**PROBLEM STATEMENT**
All of the data must be output without alteration.

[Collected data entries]
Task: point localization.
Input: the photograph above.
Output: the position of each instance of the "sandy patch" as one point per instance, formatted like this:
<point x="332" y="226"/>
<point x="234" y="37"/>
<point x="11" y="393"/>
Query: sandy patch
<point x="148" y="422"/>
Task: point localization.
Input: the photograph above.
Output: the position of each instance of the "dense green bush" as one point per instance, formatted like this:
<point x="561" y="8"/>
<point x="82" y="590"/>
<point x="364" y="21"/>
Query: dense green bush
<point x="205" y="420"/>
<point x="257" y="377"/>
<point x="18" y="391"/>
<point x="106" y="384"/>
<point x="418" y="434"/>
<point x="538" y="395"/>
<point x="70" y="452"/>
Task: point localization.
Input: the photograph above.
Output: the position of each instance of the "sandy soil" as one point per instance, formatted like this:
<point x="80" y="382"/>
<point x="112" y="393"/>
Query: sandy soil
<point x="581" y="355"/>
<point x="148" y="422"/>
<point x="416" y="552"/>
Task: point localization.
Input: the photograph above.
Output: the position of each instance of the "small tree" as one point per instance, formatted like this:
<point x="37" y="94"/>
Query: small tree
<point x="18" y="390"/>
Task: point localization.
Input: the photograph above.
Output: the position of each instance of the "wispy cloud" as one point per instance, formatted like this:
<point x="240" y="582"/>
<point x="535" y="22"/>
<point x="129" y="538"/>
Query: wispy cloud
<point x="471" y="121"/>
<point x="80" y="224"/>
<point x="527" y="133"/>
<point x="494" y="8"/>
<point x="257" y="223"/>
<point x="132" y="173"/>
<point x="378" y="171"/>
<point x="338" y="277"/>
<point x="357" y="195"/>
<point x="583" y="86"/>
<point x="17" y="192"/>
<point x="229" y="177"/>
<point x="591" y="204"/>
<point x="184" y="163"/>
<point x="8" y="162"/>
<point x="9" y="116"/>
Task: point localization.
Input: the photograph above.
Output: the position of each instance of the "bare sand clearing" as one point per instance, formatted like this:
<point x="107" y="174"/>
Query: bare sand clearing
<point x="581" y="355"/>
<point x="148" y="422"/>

**RESULT FOR THIS EXERCISE**
Task: point localization.
Input: the photograph above.
Output: the position of each instance of the "sandy patch" as one point per instance, formatted like this:
<point x="332" y="226"/>
<point x="234" y="37"/>
<point x="11" y="393"/>
Query: sandy patch
<point x="148" y="422"/>
Task: point localization.
Input: the photograph above.
Output: the position of each instance of the "dense green bush" as one point per instance, formatted like this:
<point x="561" y="8"/>
<point x="82" y="590"/>
<point x="364" y="21"/>
Query: dense green bush
<point x="205" y="420"/>
<point x="257" y="377"/>
<point x="18" y="391"/>
<point x="106" y="384"/>
<point x="418" y="434"/>
<point x="538" y="395"/>
<point x="70" y="452"/>
Task: point localization.
Input: the photograph above.
Output: the position of each instance of the "sandy soil" as one point per instance, formatted like this:
<point x="80" y="382"/>
<point x="112" y="393"/>
Query: sandy soil
<point x="581" y="355"/>
<point x="148" y="422"/>
<point x="416" y="552"/>
Task: point localization.
Input: the photograph above.
Output: the position of each instance of the "small tree" as one point per instance, formatted like this:
<point x="37" y="94"/>
Query: small tree
<point x="18" y="390"/>
Task: point localization.
Input: the photograph above.
Output: the position of each instance of the "wispy cloud" as one point per instance, formatted like this:
<point x="240" y="582"/>
<point x="535" y="22"/>
<point x="129" y="538"/>
Query: wispy cloud
<point x="471" y="121"/>
<point x="80" y="224"/>
<point x="527" y="133"/>
<point x="494" y="8"/>
<point x="257" y="223"/>
<point x="132" y="173"/>
<point x="378" y="171"/>
<point x="338" y="277"/>
<point x="357" y="195"/>
<point x="583" y="86"/>
<point x="17" y="192"/>
<point x="229" y="177"/>
<point x="591" y="204"/>
<point x="184" y="163"/>
<point x="8" y="162"/>
<point x="9" y="116"/>
Task: point localization.
Input: the photograph above.
Output: the position of each instance of the "bare sand clearing" as one point per instance, formatted like this:
<point x="107" y="174"/>
Query: bare sand clearing
<point x="581" y="355"/>
<point x="148" y="422"/>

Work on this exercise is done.